* Excerpt:
################

Remove date from the file name and make it a folder instead, where that same file and all the others in the same date will be stored in.
Final file path would be: ./DD-MM-YYYY/HH-MM.mkv.
The process would continue to all the files, putting them in the folder corresponding to the day it was created.
Summing up: ./rec_YYYY-MM-DD_HH-MM.mkv >> ./DD-MM-YYYY/HH-MM.mkv. The same should apply to all files that are in the same folder.
As I can't make it happen directly from the camera, this needs to be done with Bash on the server that is receiving the files.
So far, what I got is script, which would get the file's creation date and use it to make a folder, and then get creation time to move the file with the new name, based on it's creation time.:
for f in *.mp4
do
mkdir "$f" "$(date -r "$f" +"%d-%m-%Y")"

################

* Record excerpts:
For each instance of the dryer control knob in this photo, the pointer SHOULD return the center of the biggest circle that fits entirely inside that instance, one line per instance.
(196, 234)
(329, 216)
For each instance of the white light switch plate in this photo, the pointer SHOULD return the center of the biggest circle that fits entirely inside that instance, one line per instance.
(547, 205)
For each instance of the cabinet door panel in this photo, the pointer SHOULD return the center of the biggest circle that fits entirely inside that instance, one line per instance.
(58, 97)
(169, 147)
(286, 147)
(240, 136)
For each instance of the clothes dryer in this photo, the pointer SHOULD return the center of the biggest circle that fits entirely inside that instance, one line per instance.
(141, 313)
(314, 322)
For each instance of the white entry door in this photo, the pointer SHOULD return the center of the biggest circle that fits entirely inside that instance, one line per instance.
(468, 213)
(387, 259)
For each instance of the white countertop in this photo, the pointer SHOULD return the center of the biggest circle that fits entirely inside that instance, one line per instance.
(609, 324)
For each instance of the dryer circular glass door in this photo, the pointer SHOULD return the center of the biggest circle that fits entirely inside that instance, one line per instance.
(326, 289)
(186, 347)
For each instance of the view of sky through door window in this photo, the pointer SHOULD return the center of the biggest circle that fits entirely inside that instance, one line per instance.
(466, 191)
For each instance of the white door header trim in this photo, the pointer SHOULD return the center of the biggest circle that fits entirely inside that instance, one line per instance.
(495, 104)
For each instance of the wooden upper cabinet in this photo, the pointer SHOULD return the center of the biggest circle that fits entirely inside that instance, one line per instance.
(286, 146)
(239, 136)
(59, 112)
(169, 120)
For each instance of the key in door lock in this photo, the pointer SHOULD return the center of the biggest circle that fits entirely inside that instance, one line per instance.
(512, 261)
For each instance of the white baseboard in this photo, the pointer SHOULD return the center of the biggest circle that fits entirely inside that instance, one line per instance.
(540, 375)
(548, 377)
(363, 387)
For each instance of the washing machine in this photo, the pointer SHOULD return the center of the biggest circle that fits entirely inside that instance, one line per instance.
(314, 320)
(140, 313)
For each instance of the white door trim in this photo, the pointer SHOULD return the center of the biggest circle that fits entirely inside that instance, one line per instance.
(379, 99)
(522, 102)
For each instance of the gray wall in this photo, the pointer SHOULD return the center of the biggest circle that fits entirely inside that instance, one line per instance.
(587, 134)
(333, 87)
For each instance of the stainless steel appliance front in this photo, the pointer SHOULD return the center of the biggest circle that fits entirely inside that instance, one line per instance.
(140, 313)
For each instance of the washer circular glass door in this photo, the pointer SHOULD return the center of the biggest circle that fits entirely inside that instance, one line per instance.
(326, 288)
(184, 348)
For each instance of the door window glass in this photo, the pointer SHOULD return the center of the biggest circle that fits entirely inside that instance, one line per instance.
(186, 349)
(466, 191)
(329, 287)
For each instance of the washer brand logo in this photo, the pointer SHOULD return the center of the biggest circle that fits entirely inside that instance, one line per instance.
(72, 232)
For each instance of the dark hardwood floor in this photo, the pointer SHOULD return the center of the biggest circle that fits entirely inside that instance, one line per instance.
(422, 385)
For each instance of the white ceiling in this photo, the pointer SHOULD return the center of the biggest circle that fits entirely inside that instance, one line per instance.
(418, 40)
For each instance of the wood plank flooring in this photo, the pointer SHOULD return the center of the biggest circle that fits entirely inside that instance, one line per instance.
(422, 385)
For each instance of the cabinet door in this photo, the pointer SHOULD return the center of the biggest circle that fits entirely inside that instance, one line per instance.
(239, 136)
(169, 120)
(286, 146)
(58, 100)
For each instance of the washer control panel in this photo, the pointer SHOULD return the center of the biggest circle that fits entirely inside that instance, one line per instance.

################

* Task list:
• A. In the post about sorting recordings into date folders, where and with what tool must the renaming be done?
• B. Extend the post about sorting recordings into date folders, picking up after its final line.
The data stands apart from the post about sorting recordings into date folders.

* Answers per task:
• A. With Bash, on the server that receives the files.

• B.
mv -n "$f" "$(date -r "$f" +"%d-%m-%Y/%H-%M-%S").mp4"
done
I'm getting this output (with testfile 1.mp4):
It creates the folder based on the file's creation date;
it renames the file to it's creation time;
Then, it returns mkdir: cannot create directory ‘1.mp4’: File exists
If two or more files, only one gets renamed and moved as described. The others stay the same and terminal returns:
mkdir: cannot create directory ‘1.mp4’: File exists
mkdir: cannot create directory ‘2.mp4’: File exists
mkdir: cannot create directory ‘12-12-2018’: File exists
Could someone help me out? Better suggestions? Thanks!
Honestly I would just use Perl or Python for this. Here's how to embed either in a shell script.
Here's a perl script that doesn't use any libraries, even ones that ship with Perl (so it'll work without extra packages on distributions like CentOS that don't ship with the entire Perl library). The perl script launches one new process per file in order to perform the copy.
perl -e '
while (<"*.m{p4,kv}">) {
my $path = $_;
my ($prefix, $year, $month, $day, $hour, $minute, $ext) =
split /[.-_]/, $path;
my $sec = q[00];
die "unexpected prefix ($prefix) in $path"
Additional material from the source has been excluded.